作業内容:
**a.** 課題文のうち、「休みが取れたら家族の時間か自分の時間か」を含む箇所から始め、「あるからではないでしょうか?」で終わるまでをそのまま引用せよ。
**b.** 課題文について、次の問いに答えよ。
(i) この記事の投稿日時はいつか。
(ii) 筆者がつっかかりたいとして引いた箇所では、何を課題としているか。
(iii) 夫婦だけで暮らしている人にとっての「家族の時間」を、筆者は何だと述べているか。

課題文:
------------------------------------------------------------------------
少子化で行こう

世の中、少子化対策音頭が鳴り響く。人口減少もあると、恐怖心を駆り立てる。でも、何かそれって変じゃない? ままで行こうよ。

休みが取れたら家族の時間か自分の時間か

2006-01-30 06:08:16 | Weblog
(2)仕事と家庭の両立支援と働き方の見直し

今日、つっかかりたいのは次の箇所です。

「職場優先の風土を是正する働き方の見直しを課題とし、家族の時間や私的活動の時間を大切にできる職場風土をつくることが求められている。」

育児休業を取る人が少ないのは、職場優先の意識があることもさることながら、育児をやっているよりは働いているほうが楽、という意識もあるからではないでしょうか?

それから「家族の時間」って何でしょう? 夫婦だけで暮らしている人は、2人がめんと向かいあうことでしょう。夫婦と小さな子どもの場合は、みんなで同じ時間を共有することでしょう。では、ニートやフリーターやヤパラサイトの30代の人は親と一緒に過ごそうというのでしょうか?
------------------------------------------------------------------------
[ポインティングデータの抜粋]
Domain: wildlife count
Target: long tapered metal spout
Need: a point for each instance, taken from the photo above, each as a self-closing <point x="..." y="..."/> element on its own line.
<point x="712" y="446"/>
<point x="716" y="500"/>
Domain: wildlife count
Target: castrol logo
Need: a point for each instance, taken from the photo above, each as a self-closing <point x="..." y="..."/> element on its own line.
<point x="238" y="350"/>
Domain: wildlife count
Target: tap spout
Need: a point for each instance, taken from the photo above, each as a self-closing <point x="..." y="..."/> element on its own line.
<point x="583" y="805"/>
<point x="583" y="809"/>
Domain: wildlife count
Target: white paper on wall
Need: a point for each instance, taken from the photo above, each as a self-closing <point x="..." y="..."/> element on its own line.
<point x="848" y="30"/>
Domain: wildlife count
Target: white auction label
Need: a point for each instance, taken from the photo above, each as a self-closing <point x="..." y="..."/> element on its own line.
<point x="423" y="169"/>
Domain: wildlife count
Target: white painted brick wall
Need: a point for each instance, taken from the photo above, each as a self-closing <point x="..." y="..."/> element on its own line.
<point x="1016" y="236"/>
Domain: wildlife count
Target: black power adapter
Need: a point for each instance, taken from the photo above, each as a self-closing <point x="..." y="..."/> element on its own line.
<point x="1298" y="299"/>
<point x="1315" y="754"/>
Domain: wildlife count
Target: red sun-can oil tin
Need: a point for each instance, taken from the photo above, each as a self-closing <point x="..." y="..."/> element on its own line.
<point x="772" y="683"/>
------------------------------------------------------------------------
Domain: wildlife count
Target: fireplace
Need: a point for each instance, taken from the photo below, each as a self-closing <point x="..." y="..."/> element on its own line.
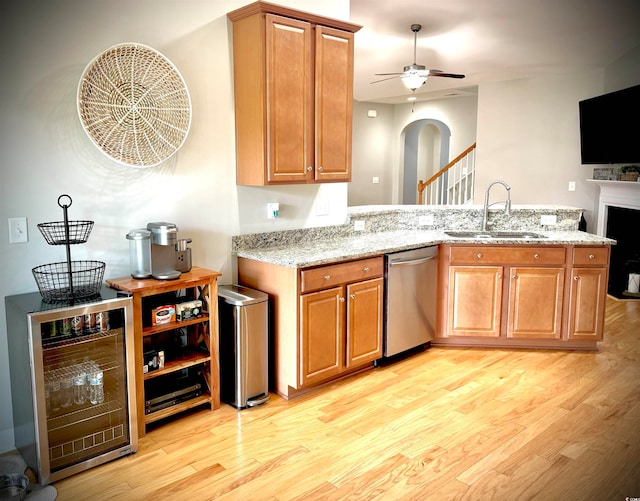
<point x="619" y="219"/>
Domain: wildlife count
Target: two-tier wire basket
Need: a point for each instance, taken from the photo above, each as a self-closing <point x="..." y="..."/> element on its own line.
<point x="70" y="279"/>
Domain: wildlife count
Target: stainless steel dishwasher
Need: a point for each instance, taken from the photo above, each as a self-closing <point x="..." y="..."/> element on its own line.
------------------------------------------------------------------------
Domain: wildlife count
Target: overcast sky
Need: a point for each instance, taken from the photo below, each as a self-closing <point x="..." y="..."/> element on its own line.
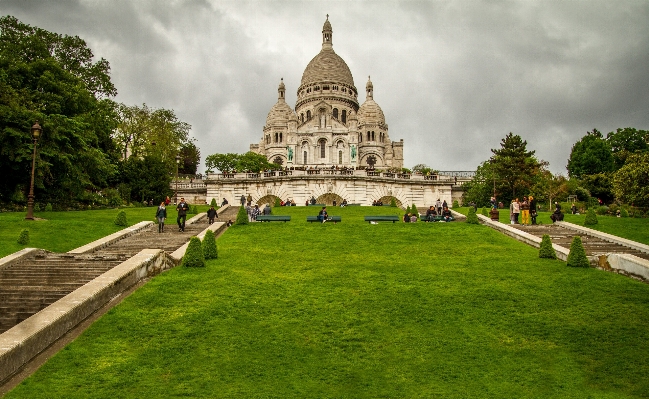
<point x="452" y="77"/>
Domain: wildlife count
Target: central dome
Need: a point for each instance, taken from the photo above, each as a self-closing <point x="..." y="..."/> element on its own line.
------------------------------------------------------------------------
解答:
**a.**
休みが取れたら家族の時間か自分の時間か

2006-01-30 06:08:16 | Weblog
(2)仕事と家庭の両立支援と働き方の見直し

今日、つっかかりたいのは次の箇所です。

「職場優先の風土を是正する働き方の見直しを課題とし、家族の時間や私的活動の時間を大切にできる職場風土をつくることが求められている。」

育児休業を取る人が少ないのは、職場優先の意識があることもさることながら、育児をやっているよりは働いているほうが楽、という意識もあるからではないでしょうか?

**b.**
(i) 2006-01-30 06:08:16
(ii) 職場優先の風土を是正する働き方の見直し
(iii) 2人がめんと向かいあうこと